Starting point is 00:04:24 Yeah. You want to talk a little about how the game handles timestamp? Yeah. So time stamps, every object and every continuous effect has a timestamp, basically. And that's just the time that entered the battlefield relative to everything else, or the time that an effect was created relative to everything else. And so if you have two effects that we say are in the same layer, which we'll get into what that means. But with two effects that are in the same layer, you order them.
Starting point is 00:04:51 based on their timestamp the time that they happened. But if they're different kinds of effects, so for example, changing a creature's color versus giving it plus one plus one, we don't apply those in timestamp order because we apply them in this layer system we're about to talk about. Right, and the reason for that,
Starting point is 00:05:06 the reason the later system exists in the first place is intuition, right? We want the game to work the way players think it will work. Yeah, so without going too deep on it, prior to eighth edition, there was a very complex system where everything, like every single effect was kind of basically determined to be dependent or not on other effects. And it was very hard to, when you had a complex game state, it was very hard to figure out how it even worked,
Starting point is 00:05:32 even for people that were really in the weeds on it. And that was replaced with the layer system, which has largely been helpful for making the game intuitive where possible. Okay, so one of, just a little bit of a cab before we jump into the layers. Yeah. Let's talk, what is a characteristic defining ability? Yeah. So a characteristic defining ability is a fancy term. we use for any ability that a card has that tells you something about the card defines it for you.
Starting point is 00:05:59 The famous example is power and toughness. So like a card like Tarmagweif tells you what its power and toughness is in its text box, and then it's got a little asterisk in its power and toughness box, because that ability is defining the characteristic of its power and toughness. So if something has an ability that was printed on the card, not when it gained later, was printed on the card that tells you what it is. And it's not like a trigger-der activated ability. It's usually a characteristic defining ability.
Starting point is 00:06:29 And those things are importantly always considered before any other effects, regardless of like timestamp or anything like that. Okay, the one last vocabulary word before we jump in. This one I know we're going to touch lightly, but I just want to talk about what is a dependency? Dependency, yeah. I actually briefly mentioned this slightly earlier, but a dependency, is when one effect is dependent on another effect. So as I mentioned, sometimes when you apply things
Starting point is 00:06:58 in timestamp order, you would get an unintuitive result. And if two things are in the same layer, which we'll talk about what that means in a second, but if two things are in the same layer, sometimes one effect can change what another one does. And the most obvious example of this is that if you have an effect, let's say you have a creature that says all your creatures have trample on it,
Starting point is 00:07:20 And then you have another effect that removes abilities from the first creature. If you were to apply those just strictly in the timestamp order, everything would get trample before this creature loses its ability, which doesn't make sense and is not intuitive. So the fact that you can't apply them in the timestamp order, that's just called a dependency because whether or not the creature that says all your creatures have trample can actually do anything is dependent on whether or not the ability exists. And that, so we ignore the normal order and we say, okay, what's it dependent on? And we make that work. Now, the dependencies are actually quite rare and somewhat complex. And they only exist, again, to enforce that intuitive end result because you would not think, well, all my creatures have trampled, but this doesn't have the ability. That's a very unintuitive thing to think.

## RECORDED DATA:
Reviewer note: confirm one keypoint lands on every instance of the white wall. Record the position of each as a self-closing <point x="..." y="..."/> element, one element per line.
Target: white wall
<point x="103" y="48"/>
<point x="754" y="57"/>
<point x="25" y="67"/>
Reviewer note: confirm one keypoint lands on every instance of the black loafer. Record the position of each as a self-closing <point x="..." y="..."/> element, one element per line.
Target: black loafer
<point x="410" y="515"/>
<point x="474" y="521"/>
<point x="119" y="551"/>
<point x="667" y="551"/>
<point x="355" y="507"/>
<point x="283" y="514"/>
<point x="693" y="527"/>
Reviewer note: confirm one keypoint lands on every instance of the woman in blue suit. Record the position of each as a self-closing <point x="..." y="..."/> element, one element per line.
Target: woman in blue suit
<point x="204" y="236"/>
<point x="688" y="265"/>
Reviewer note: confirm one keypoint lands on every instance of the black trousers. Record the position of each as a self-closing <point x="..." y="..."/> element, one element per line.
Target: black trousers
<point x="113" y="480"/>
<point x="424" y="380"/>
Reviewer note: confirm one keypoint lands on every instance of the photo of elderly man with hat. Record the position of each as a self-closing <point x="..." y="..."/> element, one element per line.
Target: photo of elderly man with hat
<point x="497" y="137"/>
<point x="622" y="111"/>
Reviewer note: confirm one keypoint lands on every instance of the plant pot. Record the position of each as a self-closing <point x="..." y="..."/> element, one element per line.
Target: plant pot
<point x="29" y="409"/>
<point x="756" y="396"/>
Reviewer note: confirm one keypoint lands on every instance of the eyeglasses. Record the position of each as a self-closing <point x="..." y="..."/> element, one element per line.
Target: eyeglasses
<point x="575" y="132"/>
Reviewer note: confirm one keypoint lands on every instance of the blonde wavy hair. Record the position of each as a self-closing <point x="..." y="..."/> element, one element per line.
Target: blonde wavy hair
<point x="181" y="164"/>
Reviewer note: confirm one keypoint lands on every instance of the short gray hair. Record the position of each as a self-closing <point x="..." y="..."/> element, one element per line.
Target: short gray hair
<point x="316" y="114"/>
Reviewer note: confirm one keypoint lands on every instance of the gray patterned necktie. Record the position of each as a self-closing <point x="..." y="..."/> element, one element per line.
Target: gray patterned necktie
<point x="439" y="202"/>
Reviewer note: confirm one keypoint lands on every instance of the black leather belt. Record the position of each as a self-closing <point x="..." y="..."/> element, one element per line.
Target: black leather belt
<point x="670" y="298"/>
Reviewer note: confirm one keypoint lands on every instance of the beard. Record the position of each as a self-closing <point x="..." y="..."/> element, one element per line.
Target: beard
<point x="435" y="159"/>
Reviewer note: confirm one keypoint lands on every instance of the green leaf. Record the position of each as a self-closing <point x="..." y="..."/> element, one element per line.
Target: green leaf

## DIRECTIVE A:
Please copy the passage of the layers transcript starting at "Starting point is 00:05:59" and ending at "characteristic defining ability.".
## DIRECTIVE B:
Answer these questions from the layers transcript:
(i) What kind of system was in use prior to eighth edition?
(ii) Which card is named as an example of a characteristic defining ability?
(iii) What does a timestamp reflect for an object, and what does it reflect for an effect?
## DIRECTIVE C:
Sum up the layers transcript in three sentences.
Answer from the layers transcript alone, not from the items.

## OUTPUT A:
Starting point is 00:05:59 The famous example is power and toughness. So like a card like Tarmagweif tells you what its power and toughness is in its text box, and then it's got a little asterisk in its power and toughness box, because that ability is defining the characteristic of its power and toughness. So if something has an ability that was printed on the card, not when it gained later, was printed on the card that tells you what it is. And it's not like a trigger-der activated ability. It's usually a characteristic defining ability.

## OUTPUT B:
(i) A very complex system in which every single effect was basically determined to be dependent or not on other effects.
(ii) Tarmagweif.
(iii) For an object, the time it entered the battlefield relative to everything else; for an effect, the time it was created relative to everything else.

## OUTPUT C:
Every object and continuous effect has a timestamp, and effects in the same layer are ordered by it, while different kinds of effects are applied through the layer system instead. The layer system replaced a very complex pre-eighth-edition system and exists so the game works the way players think it will. Characteristic defining abilities are always considered before other effects, and a dependency, which is rare, occurs when one effect in a layer can change what another does, so the normal timestamp order is ignored.